(SUPPLIED DATA):
_____

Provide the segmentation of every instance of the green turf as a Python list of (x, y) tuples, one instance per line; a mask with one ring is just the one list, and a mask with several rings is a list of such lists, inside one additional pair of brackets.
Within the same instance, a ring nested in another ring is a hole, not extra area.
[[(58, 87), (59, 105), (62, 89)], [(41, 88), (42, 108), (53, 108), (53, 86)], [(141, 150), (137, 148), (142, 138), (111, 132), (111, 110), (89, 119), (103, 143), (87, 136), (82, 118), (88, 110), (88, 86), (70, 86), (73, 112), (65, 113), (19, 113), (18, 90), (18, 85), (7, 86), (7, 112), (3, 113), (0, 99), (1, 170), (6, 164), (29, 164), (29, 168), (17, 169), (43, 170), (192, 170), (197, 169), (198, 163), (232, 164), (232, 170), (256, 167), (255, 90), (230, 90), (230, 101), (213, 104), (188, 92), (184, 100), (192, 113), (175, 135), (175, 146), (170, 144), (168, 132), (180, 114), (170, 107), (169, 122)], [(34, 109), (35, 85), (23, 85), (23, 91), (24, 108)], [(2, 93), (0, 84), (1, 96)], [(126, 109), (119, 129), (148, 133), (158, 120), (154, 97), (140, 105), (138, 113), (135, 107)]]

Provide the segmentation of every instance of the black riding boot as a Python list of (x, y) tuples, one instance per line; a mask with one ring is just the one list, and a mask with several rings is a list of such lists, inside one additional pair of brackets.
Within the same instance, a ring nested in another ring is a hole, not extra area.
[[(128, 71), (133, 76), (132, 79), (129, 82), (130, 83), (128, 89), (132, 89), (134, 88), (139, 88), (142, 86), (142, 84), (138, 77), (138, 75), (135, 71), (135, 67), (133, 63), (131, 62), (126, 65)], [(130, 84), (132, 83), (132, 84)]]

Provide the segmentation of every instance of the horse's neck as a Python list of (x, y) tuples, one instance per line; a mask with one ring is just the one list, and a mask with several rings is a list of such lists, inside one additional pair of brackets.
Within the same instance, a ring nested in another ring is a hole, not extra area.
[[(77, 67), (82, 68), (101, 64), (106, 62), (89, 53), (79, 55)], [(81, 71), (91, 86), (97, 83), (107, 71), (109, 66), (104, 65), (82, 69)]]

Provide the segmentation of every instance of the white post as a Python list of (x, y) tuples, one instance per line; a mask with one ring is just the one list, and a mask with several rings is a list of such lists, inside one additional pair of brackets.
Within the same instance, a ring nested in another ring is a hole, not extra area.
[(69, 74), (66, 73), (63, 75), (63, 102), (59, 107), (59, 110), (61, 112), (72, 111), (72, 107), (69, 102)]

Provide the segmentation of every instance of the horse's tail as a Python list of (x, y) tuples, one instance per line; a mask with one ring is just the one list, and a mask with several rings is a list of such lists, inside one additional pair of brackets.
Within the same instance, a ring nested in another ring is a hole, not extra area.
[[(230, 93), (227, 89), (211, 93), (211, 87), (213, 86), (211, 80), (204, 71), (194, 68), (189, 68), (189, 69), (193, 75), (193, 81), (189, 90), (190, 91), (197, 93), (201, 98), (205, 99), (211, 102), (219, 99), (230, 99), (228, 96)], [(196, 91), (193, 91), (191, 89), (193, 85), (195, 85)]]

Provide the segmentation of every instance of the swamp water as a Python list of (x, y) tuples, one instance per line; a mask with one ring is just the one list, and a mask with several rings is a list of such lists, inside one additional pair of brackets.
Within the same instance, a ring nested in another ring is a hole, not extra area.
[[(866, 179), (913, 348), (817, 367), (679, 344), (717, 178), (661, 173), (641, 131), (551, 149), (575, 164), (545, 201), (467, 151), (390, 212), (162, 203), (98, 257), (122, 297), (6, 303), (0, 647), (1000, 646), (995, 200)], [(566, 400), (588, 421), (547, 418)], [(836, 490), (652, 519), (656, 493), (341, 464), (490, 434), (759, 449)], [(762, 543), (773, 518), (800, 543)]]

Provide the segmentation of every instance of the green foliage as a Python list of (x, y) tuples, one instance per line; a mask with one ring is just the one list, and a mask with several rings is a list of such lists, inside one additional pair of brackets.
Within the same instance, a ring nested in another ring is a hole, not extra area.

_____

(WHAT YOU SHOULD DO): Copy out every line in the rows above that contains the string "horse". Case counts, so match capital and lowercase letters exactly.

(COMPLETE RESPONSE):
Provide the segmentation of every instance of the horse's neck as a Python list of (x, y) tuples, one instance per line; a mask with one ring is just the one list, and a mask with several rings is a list of such lists, inside one additional pair of brackets.
Provide the segmentation of every instance of the horse's tail as a Python list of (x, y) tuples, one instance per line; a mask with one ring is just the one list, and a mask with several rings is a list of such lists, inside one additional pair of brackets.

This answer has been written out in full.